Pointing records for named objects
———

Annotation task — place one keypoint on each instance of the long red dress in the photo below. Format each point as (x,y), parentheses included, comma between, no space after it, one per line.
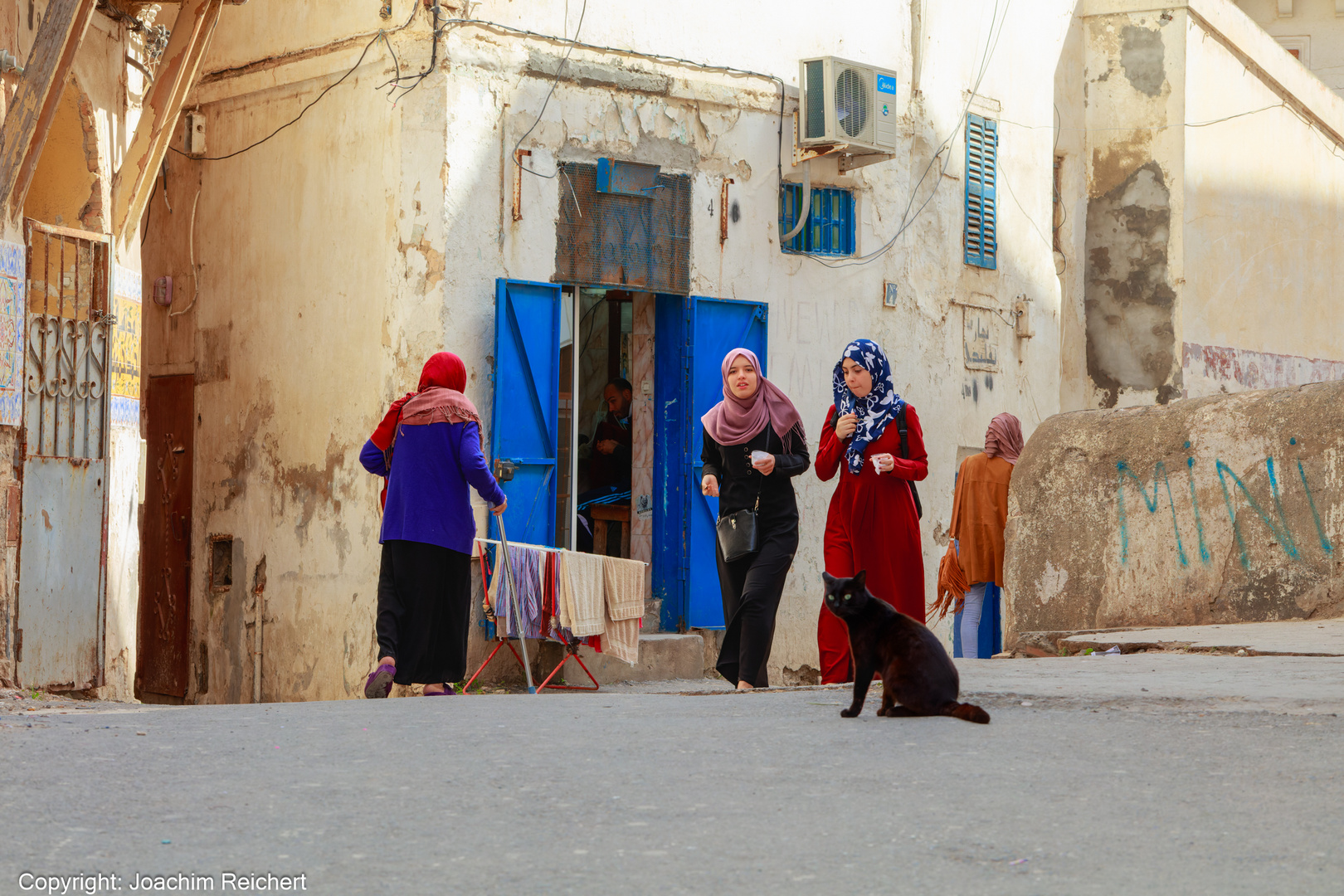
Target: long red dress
(871,525)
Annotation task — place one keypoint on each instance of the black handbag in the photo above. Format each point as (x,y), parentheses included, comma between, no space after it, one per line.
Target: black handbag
(738,533)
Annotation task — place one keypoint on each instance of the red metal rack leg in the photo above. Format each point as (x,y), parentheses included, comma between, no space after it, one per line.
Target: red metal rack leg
(481,668)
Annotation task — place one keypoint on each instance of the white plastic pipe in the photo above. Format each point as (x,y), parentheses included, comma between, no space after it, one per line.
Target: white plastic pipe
(806,204)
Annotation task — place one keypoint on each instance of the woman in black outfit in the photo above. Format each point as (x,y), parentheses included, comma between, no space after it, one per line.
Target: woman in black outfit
(753,445)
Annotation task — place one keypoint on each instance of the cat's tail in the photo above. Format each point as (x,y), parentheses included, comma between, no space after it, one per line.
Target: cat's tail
(967,712)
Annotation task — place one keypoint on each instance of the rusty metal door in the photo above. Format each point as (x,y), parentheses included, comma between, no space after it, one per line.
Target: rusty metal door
(63,548)
(166,550)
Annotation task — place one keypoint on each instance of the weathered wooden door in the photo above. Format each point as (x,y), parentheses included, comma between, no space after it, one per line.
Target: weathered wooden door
(166,550)
(63,548)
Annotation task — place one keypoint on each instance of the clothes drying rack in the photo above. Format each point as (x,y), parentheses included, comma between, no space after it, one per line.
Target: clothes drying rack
(572,649)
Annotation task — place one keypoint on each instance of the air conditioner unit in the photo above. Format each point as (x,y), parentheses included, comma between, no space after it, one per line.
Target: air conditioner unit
(847,104)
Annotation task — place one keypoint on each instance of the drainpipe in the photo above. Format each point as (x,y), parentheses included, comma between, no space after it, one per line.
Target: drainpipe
(258,610)
(806,204)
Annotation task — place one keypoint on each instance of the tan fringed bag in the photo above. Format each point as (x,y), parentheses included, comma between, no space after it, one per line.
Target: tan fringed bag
(952,585)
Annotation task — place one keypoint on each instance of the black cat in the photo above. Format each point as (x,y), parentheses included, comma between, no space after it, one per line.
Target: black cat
(917,674)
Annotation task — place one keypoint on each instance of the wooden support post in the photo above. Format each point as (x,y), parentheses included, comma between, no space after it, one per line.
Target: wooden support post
(177,75)
(39,95)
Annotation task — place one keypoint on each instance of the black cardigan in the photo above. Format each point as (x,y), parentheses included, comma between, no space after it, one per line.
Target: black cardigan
(739,483)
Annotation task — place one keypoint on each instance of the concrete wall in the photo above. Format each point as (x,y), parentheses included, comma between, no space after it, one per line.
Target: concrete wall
(1213,509)
(343,251)
(1312,27)
(1264,197)
(1191,121)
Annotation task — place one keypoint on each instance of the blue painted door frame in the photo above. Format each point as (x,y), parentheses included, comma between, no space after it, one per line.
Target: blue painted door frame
(524,426)
(693,334)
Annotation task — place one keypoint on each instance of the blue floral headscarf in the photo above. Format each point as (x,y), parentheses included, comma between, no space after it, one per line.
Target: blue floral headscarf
(874,410)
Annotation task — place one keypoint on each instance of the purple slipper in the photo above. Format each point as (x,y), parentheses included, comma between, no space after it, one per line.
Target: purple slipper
(379,683)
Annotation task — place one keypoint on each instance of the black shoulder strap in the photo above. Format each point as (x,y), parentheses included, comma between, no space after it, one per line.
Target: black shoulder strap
(901,426)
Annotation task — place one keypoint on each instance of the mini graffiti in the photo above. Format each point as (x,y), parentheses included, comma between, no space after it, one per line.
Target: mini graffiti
(1270,512)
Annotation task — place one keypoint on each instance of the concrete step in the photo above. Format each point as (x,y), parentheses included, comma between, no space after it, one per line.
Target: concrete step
(661,655)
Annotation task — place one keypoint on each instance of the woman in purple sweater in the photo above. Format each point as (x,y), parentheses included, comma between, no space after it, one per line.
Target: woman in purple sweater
(425,585)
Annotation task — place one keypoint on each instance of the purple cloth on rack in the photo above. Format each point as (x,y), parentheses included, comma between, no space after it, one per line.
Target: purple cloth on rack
(526,563)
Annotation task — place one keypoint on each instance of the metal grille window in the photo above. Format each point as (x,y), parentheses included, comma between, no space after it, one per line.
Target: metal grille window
(980,236)
(606,240)
(830,225)
(69,343)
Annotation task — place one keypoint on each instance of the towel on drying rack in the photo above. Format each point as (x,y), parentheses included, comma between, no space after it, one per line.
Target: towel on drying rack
(624,582)
(622,640)
(582,594)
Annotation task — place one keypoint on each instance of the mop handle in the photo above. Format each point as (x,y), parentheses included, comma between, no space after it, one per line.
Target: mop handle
(518,613)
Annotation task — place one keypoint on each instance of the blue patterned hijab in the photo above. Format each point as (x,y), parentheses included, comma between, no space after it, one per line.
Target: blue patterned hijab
(877,409)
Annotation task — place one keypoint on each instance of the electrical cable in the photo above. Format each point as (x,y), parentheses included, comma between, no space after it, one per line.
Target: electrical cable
(191,250)
(559,71)
(325,90)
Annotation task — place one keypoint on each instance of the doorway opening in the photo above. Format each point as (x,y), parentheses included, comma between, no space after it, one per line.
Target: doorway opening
(605,438)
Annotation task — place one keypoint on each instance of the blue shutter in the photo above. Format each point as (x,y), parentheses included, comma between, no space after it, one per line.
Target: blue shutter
(830,225)
(980,236)
(524,426)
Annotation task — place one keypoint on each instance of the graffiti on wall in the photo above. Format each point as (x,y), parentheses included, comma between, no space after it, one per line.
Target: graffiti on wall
(125,348)
(1266,509)
(12,281)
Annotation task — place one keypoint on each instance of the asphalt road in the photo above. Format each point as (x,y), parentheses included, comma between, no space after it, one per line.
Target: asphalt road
(1082,791)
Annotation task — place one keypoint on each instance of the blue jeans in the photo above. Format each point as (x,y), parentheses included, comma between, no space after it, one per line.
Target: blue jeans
(976,631)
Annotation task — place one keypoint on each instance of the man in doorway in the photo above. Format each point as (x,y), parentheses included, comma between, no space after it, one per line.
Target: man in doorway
(609,458)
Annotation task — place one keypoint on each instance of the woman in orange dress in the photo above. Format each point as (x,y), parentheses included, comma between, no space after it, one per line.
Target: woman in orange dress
(979,516)
(873,523)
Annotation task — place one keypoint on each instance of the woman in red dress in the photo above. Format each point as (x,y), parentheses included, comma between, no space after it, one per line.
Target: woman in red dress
(873,523)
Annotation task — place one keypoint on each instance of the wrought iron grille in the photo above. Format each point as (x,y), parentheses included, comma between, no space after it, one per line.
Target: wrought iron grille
(69,343)
(604,240)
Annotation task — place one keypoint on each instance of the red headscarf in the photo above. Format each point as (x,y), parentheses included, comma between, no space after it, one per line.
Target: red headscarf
(1004,438)
(735,421)
(438,399)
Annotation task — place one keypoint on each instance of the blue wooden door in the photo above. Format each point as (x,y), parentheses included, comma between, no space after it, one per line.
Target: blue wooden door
(524,426)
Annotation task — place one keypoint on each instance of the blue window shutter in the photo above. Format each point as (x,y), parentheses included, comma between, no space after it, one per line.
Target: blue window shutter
(830,225)
(980,234)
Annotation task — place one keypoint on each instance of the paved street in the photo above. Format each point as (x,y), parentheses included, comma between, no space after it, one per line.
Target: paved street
(1147,772)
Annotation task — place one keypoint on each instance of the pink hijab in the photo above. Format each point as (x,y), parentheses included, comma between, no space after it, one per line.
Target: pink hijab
(1004,438)
(737,421)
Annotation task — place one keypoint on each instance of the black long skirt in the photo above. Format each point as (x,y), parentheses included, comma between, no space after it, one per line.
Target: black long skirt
(424,611)
(752,587)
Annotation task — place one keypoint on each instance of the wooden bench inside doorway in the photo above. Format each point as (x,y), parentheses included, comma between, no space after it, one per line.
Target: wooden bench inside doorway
(605,514)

———

Job: Starting at the line that contains "of the paved" and stopping after the last line of the entries above, turn those lines into a Markdown table with the columns Row and Line. Leave out blank lines.

Written answer:
| Row | Line |
|---|---|
| 1 | Annotation task — place one keypoint on each instance of the paved street in the photo above. Format each point as (x,y), parentheses included, comma between, no space after it, one per line. |
| 2 | Target: paved street |
| 3 | (1147,772) |
| 4 | Annotation task — place one keypoint on each instance of the pink hijab in the photo above. Format each point as (x,y), parentheses included, comma between, no space after it, one per line. |
| 5 | Target: pink hijab |
| 6 | (1004,438) |
| 7 | (737,421) |
| 8 | Annotation task — place one keypoint on each instance of the black long skirt in the photo above. Format each point as (x,y), parentheses included, comma between, no space after it, one per line. |
| 9 | Target: black long skirt |
| 10 | (424,611) |
| 11 | (752,587) |
| 12 | Annotation task — place one keypoint on each instance of the wooden bench inside doorway in the photo above. Format each point as (x,y), parentheses included, comma between, no space after it, one per line. |
| 13 | Target: wooden bench inside doorway |
| 14 | (605,514) |